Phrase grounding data
============================================================
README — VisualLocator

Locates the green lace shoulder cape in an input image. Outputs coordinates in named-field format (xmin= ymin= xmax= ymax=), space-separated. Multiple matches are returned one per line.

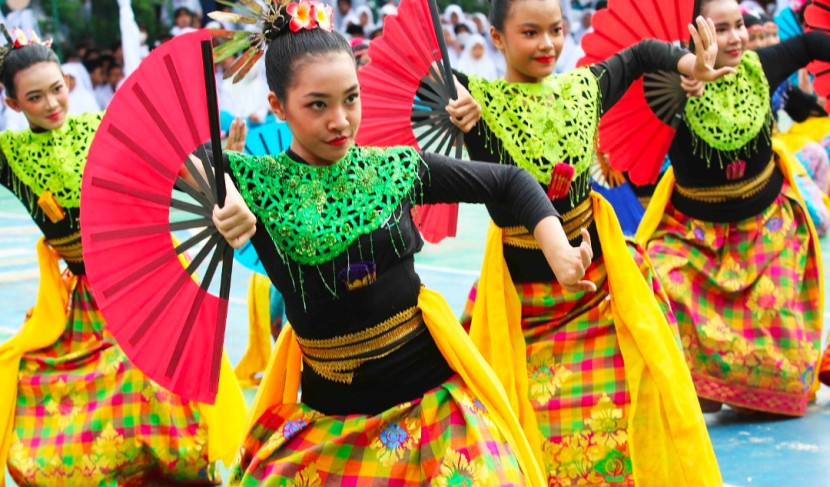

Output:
xmin=468 ymin=68 xmax=601 ymax=202
xmin=0 ymin=112 xmax=103 ymax=212
xmin=684 ymin=51 xmax=771 ymax=167
xmin=228 ymin=145 xmax=423 ymax=274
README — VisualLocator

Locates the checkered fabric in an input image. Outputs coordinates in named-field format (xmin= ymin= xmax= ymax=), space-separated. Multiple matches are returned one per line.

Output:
xmin=8 ymin=276 xmax=218 ymax=486
xmin=646 ymin=184 xmax=822 ymax=416
xmin=228 ymin=375 xmax=524 ymax=486
xmin=460 ymin=244 xmax=677 ymax=486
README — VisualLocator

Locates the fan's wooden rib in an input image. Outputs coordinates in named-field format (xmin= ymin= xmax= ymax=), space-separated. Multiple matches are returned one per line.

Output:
xmin=415 ymin=120 xmax=447 ymax=145
xmin=166 ymin=288 xmax=208 ymax=378
xmin=108 ymin=124 xmax=177 ymax=180
xmin=129 ymin=272 xmax=191 ymax=345
xmin=433 ymin=126 xmax=455 ymax=155
xmin=409 ymin=98 xmax=452 ymax=111
xmin=195 ymin=145 xmax=219 ymax=201
xmin=212 ymin=245 xmax=234 ymax=388
xmin=426 ymin=64 xmax=450 ymax=99
xmin=175 ymin=176 xmax=214 ymax=208
xmin=165 ymin=54 xmax=202 ymax=146
xmin=102 ymin=252 xmax=174 ymax=299
xmin=258 ymin=132 xmax=271 ymax=154
xmin=134 ymin=84 xmax=188 ymax=160
xmin=607 ymin=9 xmax=641 ymax=43
xmin=92 ymin=218 xmax=211 ymax=242
xmin=170 ymin=198 xmax=212 ymax=217
xmin=185 ymin=233 xmax=223 ymax=275
xmin=200 ymin=242 xmax=224 ymax=293
xmin=654 ymin=2 xmax=672 ymax=40
xmin=417 ymin=80 xmax=448 ymax=105
xmin=629 ymin=0 xmax=659 ymax=38
xmin=453 ymin=133 xmax=463 ymax=159
xmin=420 ymin=120 xmax=452 ymax=150
xmin=182 ymin=152 xmax=216 ymax=205
xmin=176 ymin=226 xmax=217 ymax=255
xmin=813 ymin=1 xmax=830 ymax=13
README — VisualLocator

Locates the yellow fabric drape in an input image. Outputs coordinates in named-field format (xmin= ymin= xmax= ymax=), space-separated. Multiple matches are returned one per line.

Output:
xmin=245 ymin=288 xmax=547 ymax=487
xmin=636 ymin=149 xmax=825 ymax=398
xmin=235 ymin=273 xmax=274 ymax=387
xmin=0 ymin=239 xmax=71 ymax=487
xmin=0 ymin=239 xmax=248 ymax=480
xmin=473 ymin=194 xmax=721 ymax=486
xmin=468 ymin=224 xmax=544 ymax=464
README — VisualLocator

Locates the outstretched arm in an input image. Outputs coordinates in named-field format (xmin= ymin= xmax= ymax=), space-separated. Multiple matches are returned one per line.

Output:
xmin=758 ymin=32 xmax=830 ymax=89
xmin=420 ymin=152 xmax=595 ymax=292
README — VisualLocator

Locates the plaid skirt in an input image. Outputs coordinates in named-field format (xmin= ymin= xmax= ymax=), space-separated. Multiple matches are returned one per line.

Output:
xmin=228 ymin=375 xmax=525 ymax=486
xmin=460 ymin=244 xmax=676 ymax=486
xmin=7 ymin=276 xmax=217 ymax=486
xmin=645 ymin=184 xmax=821 ymax=416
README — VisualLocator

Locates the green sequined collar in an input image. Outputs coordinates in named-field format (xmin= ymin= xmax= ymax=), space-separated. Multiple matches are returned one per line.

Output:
xmin=468 ymin=68 xmax=601 ymax=202
xmin=684 ymin=51 xmax=771 ymax=167
xmin=0 ymin=112 xmax=102 ymax=210
xmin=229 ymin=145 xmax=423 ymax=270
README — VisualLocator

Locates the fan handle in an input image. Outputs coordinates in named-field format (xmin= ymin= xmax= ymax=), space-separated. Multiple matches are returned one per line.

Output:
xmin=427 ymin=0 xmax=457 ymax=99
xmin=202 ymin=40 xmax=227 ymax=207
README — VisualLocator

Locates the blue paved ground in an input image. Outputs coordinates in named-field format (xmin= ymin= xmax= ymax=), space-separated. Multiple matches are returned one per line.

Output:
xmin=2 ymin=188 xmax=828 ymax=486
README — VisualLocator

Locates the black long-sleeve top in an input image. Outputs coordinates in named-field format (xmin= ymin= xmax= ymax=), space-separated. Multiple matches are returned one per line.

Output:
xmin=457 ymin=40 xmax=686 ymax=282
xmin=228 ymin=148 xmax=559 ymax=414
xmin=669 ymin=33 xmax=830 ymax=221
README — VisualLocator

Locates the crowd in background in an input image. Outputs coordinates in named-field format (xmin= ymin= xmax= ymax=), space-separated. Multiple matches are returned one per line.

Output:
xmin=0 ymin=0 xmax=804 ymax=134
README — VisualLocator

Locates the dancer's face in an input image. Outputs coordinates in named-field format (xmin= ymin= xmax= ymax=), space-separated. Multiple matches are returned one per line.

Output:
xmin=269 ymin=51 xmax=360 ymax=167
xmin=491 ymin=0 xmax=564 ymax=84
xmin=702 ymin=0 xmax=748 ymax=68
xmin=5 ymin=62 xmax=69 ymax=131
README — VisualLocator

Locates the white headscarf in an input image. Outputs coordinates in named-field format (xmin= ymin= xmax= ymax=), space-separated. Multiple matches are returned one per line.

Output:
xmin=355 ymin=5 xmax=376 ymax=32
xmin=456 ymin=34 xmax=497 ymax=80
xmin=444 ymin=4 xmax=464 ymax=25
xmin=61 ymin=63 xmax=101 ymax=115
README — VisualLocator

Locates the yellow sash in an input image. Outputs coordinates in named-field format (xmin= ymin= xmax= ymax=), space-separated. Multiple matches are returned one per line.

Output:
xmin=636 ymin=149 xmax=824 ymax=398
xmin=473 ymin=193 xmax=721 ymax=485
xmin=235 ymin=273 xmax=274 ymax=387
xmin=0 ymin=239 xmax=248 ymax=485
xmin=246 ymin=288 xmax=547 ymax=487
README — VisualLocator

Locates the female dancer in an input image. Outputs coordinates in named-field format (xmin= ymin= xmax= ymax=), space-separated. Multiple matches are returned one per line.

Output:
xmin=637 ymin=0 xmax=830 ymax=416
xmin=201 ymin=1 xmax=597 ymax=484
xmin=435 ymin=0 xmax=724 ymax=483
xmin=0 ymin=32 xmax=246 ymax=486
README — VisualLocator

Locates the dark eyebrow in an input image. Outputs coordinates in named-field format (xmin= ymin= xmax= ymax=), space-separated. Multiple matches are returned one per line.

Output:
xmin=304 ymin=84 xmax=360 ymax=98
xmin=25 ymin=80 xmax=61 ymax=97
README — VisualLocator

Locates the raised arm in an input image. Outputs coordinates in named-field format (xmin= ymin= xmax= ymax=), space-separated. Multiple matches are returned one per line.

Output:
xmin=758 ymin=32 xmax=830 ymax=90
xmin=419 ymin=152 xmax=595 ymax=292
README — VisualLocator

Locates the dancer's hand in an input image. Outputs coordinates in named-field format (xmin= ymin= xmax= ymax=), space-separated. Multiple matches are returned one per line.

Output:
xmin=535 ymin=217 xmax=597 ymax=293
xmin=447 ymin=78 xmax=482 ymax=133
xmin=680 ymin=74 xmax=704 ymax=98
xmin=226 ymin=117 xmax=248 ymax=153
xmin=686 ymin=16 xmax=737 ymax=81
xmin=213 ymin=174 xmax=256 ymax=249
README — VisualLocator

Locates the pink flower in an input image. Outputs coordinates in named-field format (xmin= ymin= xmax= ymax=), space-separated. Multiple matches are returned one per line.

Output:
xmin=286 ymin=1 xmax=316 ymax=32
xmin=312 ymin=2 xmax=334 ymax=31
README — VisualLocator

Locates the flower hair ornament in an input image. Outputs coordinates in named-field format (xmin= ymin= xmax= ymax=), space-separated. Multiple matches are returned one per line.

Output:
xmin=0 ymin=25 xmax=53 ymax=77
xmin=208 ymin=0 xmax=333 ymax=82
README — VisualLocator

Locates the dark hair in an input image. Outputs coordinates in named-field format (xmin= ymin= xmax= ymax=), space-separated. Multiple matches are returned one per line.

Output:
xmin=106 ymin=63 xmax=123 ymax=75
xmin=1 ymin=44 xmax=60 ymax=98
xmin=174 ymin=7 xmax=193 ymax=19
xmin=490 ymin=0 xmax=567 ymax=31
xmin=453 ymin=23 xmax=471 ymax=35
xmin=345 ymin=23 xmax=365 ymax=37
xmin=265 ymin=27 xmax=353 ymax=101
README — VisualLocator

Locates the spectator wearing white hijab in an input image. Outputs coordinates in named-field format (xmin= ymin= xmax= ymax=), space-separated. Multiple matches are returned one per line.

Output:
xmin=443 ymin=4 xmax=464 ymax=26
xmin=456 ymin=33 xmax=497 ymax=80
xmin=354 ymin=5 xmax=376 ymax=35
xmin=554 ymin=16 xmax=585 ymax=73
xmin=61 ymin=63 xmax=102 ymax=115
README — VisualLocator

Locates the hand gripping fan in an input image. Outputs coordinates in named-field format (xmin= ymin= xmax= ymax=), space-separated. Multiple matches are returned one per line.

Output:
xmin=578 ymin=0 xmax=694 ymax=185
xmin=356 ymin=0 xmax=460 ymax=243
xmin=81 ymin=30 xmax=233 ymax=404
xmin=804 ymin=0 xmax=830 ymax=111
xmin=233 ymin=121 xmax=294 ymax=276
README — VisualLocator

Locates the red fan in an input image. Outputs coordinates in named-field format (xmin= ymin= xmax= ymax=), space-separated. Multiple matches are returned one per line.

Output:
xmin=578 ymin=0 xmax=695 ymax=185
xmin=81 ymin=30 xmax=233 ymax=404
xmin=804 ymin=0 xmax=830 ymax=111
xmin=356 ymin=0 xmax=459 ymax=243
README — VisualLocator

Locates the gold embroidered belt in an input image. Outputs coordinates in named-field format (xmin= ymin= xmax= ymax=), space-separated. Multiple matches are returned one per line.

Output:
xmin=296 ymin=306 xmax=426 ymax=384
xmin=674 ymin=157 xmax=775 ymax=204
xmin=502 ymin=197 xmax=593 ymax=249
xmin=46 ymin=232 xmax=84 ymax=264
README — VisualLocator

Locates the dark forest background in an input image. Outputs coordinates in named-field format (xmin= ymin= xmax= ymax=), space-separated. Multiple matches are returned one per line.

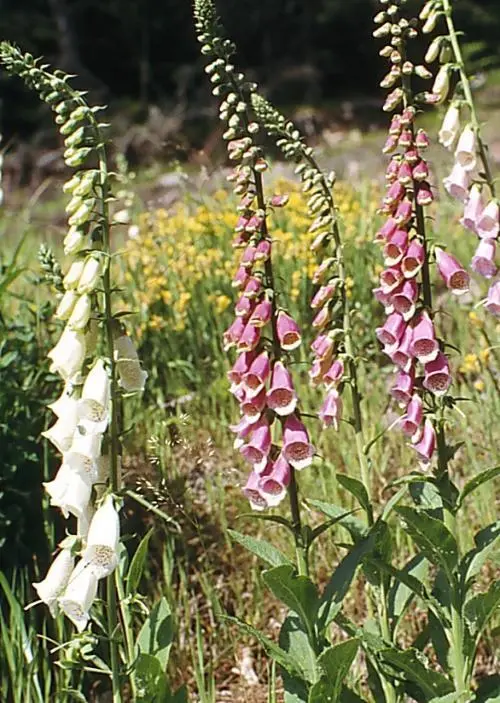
============================================================
Look through the records and gather every line containing "background".

Locates the crowd in background in an input image. Outputs coordinates in named-field format (xmin= ymin= xmax= ymax=), space-separated. Multiple matches are returned one per line.
Locates the dark forest background in an input image. Outputs coordinates in named-field format (xmin= ymin= xmax= ymax=), space-separated. Multiple matches are returned one per line.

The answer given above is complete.